[ESTRATTO DELLA PAGINA]

Giovanna III di Navarra
   IL BUON RE ENRICO – Il nipote di Margherita, Enrico IV, lasciò nel 1587 Pau, dove non sarebbe più tornato, per le successive vicende che l’avrebbero portato sul trono. Figlio del duca di Borbone, diede questo nome alla nuova dinastia che con lui iniziava, annoverando in seguito grandi re come Luigi XIV.

Le Bon Roi Henri
Passò alla storia come Le Bon Roi Henri, il ‘buon re Enrico’, pacificatore della contesa religiosa tra francesi, dopo decenni di terribili lotte fratricide. Nel 1598 promulgò l’editto di Nantes, che riconosceva libertà di fede e una sostanziale parità fra le diverse religioni. Resta famosa la frase con cui sintetizzò il proprio programma politico: “Voglio che i contadini francesi stiano così bene da avere ogni domenica pollo in pentola”.

[/ESTRATTO DELLA PAGINA]
[DATI REGISTRATI]

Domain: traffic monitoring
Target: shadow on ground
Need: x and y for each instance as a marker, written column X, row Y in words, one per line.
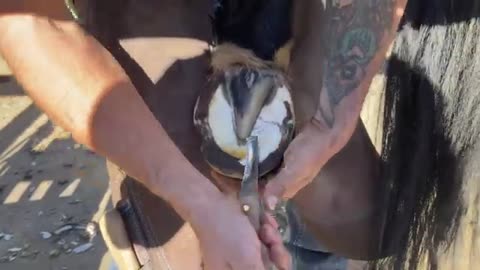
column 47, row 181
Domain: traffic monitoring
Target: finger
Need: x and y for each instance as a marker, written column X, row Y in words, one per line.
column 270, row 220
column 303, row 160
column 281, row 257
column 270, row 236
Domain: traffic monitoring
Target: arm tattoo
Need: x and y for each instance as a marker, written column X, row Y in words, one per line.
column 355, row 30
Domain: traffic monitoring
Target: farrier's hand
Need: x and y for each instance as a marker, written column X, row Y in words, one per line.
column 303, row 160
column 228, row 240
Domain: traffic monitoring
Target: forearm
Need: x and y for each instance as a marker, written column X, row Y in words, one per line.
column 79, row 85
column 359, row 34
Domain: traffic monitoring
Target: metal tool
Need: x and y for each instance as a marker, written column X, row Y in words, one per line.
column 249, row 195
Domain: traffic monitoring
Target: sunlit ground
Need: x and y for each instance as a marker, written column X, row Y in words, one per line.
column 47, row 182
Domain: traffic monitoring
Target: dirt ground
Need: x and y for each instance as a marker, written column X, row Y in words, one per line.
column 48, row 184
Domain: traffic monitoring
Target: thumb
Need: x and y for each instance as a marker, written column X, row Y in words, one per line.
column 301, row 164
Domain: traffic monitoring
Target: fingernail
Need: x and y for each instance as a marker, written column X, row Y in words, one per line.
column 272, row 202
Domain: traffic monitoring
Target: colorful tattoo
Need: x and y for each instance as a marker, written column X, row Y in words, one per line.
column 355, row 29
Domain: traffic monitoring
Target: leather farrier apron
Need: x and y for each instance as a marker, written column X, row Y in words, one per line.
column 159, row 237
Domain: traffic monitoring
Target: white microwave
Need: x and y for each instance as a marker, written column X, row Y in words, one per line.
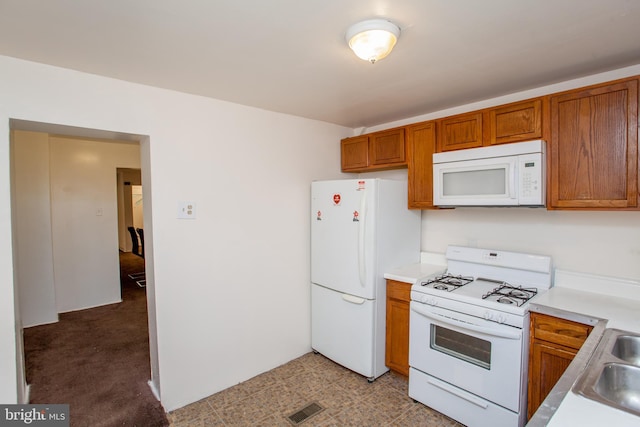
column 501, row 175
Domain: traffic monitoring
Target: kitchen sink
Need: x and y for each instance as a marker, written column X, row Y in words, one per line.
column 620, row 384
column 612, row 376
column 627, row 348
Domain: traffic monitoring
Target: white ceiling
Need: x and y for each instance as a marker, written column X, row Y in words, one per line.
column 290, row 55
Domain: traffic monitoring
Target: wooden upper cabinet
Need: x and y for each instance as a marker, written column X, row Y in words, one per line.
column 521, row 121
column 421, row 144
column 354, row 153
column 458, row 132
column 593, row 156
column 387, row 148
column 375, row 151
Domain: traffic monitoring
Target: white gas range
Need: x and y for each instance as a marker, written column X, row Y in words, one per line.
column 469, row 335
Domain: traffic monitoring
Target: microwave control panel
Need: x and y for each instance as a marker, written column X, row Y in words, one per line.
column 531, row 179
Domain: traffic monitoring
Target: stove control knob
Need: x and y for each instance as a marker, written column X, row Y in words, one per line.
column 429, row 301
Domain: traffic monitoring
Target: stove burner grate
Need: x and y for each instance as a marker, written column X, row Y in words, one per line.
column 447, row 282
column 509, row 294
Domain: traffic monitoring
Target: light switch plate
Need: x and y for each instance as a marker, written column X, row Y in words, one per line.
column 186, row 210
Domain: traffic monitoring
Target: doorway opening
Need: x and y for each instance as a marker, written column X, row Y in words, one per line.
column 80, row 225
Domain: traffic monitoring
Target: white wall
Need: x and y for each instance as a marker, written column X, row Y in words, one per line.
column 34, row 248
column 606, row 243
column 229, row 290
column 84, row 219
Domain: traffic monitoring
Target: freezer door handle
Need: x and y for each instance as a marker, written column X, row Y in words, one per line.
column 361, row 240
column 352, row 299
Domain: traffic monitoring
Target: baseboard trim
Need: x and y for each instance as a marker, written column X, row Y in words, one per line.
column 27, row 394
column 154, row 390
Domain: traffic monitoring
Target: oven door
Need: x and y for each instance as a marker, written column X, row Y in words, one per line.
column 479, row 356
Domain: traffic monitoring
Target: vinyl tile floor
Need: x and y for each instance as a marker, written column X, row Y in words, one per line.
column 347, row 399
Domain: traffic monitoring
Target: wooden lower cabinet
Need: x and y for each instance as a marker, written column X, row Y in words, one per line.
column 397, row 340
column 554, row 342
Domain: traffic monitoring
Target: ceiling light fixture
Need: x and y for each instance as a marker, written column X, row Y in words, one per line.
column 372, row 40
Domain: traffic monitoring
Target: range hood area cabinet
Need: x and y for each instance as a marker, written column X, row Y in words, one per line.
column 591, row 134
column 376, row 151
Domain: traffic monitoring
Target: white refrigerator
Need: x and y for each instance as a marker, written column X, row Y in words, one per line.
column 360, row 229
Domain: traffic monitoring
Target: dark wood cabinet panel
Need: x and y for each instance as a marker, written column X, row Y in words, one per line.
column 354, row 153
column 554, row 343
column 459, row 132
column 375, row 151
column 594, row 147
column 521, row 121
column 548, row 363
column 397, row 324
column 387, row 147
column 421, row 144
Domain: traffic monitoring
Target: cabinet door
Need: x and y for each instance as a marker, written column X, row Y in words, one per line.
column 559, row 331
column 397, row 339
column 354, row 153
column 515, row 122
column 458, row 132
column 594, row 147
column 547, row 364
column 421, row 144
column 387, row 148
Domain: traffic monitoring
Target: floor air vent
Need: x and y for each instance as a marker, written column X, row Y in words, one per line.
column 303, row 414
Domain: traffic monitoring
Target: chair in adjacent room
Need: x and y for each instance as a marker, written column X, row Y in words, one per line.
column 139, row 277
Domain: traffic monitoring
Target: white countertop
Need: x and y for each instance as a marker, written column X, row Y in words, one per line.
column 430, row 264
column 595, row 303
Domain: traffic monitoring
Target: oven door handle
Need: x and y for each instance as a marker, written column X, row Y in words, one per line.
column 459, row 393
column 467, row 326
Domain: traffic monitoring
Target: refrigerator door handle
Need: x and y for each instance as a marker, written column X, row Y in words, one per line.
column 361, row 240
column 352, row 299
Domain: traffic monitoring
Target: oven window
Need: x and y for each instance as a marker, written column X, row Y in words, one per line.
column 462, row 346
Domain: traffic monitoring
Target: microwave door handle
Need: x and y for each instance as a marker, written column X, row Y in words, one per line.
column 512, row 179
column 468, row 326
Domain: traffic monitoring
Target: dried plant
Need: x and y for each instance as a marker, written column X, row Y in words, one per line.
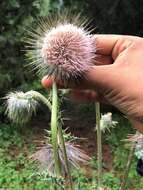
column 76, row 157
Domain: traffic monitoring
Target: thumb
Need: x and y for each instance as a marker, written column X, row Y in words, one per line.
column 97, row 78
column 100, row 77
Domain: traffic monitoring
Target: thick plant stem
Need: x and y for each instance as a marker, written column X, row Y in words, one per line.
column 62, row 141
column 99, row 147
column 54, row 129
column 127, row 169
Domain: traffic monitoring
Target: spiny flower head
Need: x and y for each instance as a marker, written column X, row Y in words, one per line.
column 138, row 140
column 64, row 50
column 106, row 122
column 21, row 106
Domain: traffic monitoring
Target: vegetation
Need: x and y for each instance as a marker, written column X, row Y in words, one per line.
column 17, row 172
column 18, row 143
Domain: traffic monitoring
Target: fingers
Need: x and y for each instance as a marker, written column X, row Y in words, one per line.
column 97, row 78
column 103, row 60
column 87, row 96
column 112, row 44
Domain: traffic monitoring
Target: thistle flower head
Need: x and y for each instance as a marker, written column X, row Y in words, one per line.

[/DATI REGISTRATI]

◆ **DESCRIZIONE DELL'ESERCIZIO**
Restituisci il passo del brano su Enrico IV che va da "Giovanna III di" fino a "come Luigi XIV." incluso.

◆ **RISULTATO**
Giovanna III di Navarra
   IL BUON RE ENRICO – Il nipote di Margherita, Enrico IV, lasciò nel 1587 Pau, dove non sarebbe più tornato, per le successive vicende che l’avrebbero portato sul trono. Figlio del duca di Borbone, diede questo nome alla nuova dinastia che con lui iniziava, annoverando in seguito grandi re come Luigi XIV.